====== Information supplied ======

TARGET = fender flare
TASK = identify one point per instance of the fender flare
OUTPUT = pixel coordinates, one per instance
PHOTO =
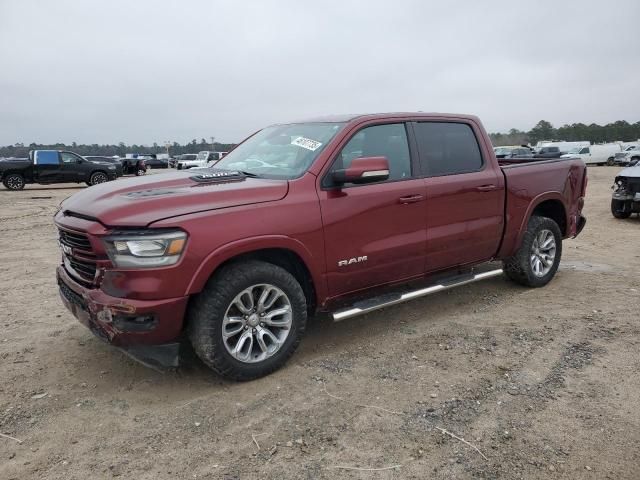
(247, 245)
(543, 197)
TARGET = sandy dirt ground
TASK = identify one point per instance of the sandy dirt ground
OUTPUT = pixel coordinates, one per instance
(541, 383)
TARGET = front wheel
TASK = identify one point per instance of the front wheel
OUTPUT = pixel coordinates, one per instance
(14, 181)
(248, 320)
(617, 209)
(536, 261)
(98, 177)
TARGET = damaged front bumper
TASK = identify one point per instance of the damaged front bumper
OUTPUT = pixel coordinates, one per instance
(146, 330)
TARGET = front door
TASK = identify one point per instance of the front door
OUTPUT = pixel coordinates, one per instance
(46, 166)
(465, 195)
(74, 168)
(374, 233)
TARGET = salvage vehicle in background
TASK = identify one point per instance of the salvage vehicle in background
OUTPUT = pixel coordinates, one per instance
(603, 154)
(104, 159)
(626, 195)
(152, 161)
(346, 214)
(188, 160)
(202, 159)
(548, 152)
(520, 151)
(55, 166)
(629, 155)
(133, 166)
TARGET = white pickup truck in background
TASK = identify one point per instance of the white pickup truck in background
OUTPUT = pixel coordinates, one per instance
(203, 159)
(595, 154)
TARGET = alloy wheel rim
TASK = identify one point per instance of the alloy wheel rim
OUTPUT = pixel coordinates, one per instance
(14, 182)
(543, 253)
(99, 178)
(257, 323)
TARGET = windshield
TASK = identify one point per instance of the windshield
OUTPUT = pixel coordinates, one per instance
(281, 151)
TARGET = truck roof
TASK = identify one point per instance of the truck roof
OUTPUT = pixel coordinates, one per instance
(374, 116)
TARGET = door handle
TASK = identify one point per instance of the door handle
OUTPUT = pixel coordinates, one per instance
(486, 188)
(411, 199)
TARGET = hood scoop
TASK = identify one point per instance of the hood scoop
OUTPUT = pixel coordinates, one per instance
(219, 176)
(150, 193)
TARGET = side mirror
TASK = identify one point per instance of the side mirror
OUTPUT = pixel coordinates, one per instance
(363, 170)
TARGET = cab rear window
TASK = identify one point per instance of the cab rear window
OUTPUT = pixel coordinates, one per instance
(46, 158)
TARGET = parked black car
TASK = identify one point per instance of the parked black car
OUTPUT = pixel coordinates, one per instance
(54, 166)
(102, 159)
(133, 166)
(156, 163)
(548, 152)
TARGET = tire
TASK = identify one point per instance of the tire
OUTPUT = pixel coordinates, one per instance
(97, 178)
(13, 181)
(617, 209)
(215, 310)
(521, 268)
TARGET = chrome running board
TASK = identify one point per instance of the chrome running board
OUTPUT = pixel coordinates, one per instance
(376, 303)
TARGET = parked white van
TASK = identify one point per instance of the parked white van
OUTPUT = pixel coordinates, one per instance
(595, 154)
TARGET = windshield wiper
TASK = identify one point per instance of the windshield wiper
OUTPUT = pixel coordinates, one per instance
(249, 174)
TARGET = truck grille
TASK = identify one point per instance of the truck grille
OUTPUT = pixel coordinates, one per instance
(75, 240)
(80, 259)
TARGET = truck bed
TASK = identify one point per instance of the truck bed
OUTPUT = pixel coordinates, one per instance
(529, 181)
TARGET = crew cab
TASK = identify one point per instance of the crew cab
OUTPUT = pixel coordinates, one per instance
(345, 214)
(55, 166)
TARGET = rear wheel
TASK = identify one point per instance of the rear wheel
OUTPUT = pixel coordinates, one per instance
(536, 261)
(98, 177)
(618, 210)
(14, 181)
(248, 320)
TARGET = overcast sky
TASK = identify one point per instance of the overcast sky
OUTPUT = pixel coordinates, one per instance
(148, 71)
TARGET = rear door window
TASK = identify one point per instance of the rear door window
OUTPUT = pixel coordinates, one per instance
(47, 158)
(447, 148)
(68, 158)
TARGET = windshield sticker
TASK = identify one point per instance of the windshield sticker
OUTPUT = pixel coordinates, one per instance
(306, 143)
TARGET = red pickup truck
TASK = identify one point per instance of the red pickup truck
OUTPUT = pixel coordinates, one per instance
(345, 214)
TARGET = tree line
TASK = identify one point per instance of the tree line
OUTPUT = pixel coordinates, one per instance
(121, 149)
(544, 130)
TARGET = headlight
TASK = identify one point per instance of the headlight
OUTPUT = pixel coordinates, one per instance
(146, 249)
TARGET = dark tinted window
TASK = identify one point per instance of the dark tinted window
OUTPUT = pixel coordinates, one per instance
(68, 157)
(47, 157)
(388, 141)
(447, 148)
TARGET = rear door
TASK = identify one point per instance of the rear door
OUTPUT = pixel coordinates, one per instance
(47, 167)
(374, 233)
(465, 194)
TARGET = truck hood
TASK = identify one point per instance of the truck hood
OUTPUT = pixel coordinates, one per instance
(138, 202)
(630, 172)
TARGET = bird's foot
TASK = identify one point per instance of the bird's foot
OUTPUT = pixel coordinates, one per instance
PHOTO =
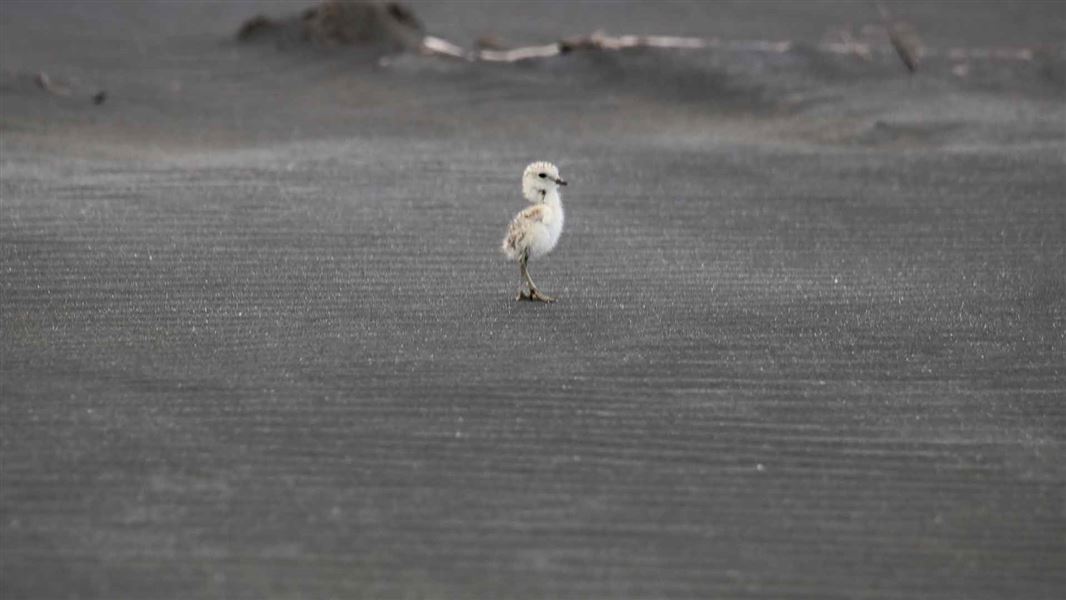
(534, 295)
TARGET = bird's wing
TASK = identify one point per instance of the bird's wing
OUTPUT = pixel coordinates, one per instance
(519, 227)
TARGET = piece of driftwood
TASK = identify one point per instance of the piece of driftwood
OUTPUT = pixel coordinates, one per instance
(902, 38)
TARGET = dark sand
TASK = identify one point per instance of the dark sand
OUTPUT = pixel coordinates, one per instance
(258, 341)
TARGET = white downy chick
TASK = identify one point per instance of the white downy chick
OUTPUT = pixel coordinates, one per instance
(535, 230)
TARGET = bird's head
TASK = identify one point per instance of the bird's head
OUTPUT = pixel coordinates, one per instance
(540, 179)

======
====== Information supplied ======

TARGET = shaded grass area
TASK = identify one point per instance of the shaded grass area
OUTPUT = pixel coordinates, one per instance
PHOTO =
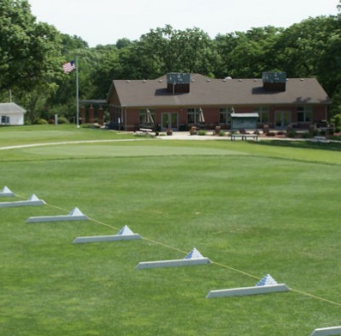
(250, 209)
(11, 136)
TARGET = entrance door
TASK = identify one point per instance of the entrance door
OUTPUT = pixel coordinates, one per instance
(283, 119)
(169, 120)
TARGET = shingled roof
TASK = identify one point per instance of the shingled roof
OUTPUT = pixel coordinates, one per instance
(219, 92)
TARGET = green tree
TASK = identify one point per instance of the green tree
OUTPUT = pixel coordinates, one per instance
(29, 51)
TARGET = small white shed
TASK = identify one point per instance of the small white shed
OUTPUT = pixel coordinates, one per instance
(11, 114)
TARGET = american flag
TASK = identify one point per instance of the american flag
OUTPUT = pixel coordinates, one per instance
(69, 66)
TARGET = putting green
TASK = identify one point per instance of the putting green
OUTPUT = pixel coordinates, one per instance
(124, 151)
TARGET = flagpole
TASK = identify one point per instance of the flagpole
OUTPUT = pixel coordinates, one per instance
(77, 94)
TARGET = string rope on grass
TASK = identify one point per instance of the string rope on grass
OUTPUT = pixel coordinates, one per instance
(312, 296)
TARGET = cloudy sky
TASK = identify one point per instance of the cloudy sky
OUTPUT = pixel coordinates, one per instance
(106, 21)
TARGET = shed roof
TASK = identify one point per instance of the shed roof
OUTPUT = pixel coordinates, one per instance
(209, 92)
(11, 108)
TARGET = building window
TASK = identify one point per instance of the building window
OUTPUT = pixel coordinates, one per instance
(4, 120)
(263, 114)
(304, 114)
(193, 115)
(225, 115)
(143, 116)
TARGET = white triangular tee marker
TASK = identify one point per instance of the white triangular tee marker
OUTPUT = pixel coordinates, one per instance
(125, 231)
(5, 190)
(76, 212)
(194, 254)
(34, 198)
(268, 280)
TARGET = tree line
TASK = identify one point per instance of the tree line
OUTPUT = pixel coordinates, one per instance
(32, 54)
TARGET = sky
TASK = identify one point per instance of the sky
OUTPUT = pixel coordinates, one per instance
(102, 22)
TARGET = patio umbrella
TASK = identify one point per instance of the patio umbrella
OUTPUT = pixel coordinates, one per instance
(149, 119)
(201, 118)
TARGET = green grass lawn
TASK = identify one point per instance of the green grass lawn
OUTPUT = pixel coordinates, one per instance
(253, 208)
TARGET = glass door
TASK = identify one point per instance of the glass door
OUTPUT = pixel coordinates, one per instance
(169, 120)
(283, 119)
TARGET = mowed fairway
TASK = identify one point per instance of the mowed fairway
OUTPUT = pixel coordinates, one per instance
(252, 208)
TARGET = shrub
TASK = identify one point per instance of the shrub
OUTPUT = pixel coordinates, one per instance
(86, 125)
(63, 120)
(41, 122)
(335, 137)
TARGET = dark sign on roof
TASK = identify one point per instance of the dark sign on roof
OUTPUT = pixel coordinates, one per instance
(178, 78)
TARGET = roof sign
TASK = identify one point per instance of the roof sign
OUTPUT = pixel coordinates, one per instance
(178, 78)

======
====== Information supplied ======

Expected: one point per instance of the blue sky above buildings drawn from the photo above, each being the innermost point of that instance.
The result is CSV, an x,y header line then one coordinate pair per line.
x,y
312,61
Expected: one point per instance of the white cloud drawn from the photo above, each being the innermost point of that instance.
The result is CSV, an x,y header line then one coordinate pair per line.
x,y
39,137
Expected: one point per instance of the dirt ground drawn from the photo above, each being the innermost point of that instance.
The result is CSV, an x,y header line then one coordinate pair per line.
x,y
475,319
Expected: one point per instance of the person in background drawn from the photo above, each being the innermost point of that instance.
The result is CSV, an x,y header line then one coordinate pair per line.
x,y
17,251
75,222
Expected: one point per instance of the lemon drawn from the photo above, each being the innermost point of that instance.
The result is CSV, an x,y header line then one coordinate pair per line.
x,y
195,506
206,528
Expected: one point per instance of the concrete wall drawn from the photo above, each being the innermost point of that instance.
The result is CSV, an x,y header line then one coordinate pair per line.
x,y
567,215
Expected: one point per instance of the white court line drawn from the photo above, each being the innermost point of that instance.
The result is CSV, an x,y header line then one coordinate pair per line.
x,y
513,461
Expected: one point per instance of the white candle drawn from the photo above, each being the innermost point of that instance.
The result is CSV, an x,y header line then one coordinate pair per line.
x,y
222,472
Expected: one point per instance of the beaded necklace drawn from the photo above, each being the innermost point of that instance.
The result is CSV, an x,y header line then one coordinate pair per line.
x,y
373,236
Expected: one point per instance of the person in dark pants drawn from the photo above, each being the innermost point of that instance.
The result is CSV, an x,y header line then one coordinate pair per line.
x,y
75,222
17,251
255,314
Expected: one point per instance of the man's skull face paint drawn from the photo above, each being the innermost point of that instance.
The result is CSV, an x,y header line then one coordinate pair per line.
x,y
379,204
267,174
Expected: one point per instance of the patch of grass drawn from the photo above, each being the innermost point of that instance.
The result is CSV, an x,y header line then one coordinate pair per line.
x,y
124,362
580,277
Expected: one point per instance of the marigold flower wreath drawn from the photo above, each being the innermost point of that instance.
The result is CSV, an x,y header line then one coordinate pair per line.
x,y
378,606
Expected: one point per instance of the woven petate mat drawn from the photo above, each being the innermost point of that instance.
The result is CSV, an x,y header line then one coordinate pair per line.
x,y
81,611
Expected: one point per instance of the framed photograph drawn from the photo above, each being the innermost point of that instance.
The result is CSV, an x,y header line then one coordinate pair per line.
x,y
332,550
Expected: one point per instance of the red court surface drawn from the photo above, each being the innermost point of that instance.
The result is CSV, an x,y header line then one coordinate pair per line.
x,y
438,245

======

» What to produce
From the data above, copy each line that has the string "triangular".

» Reply
TARGET = white triangular tee marker
TASK = identify one point per instance of the white triangular tee marker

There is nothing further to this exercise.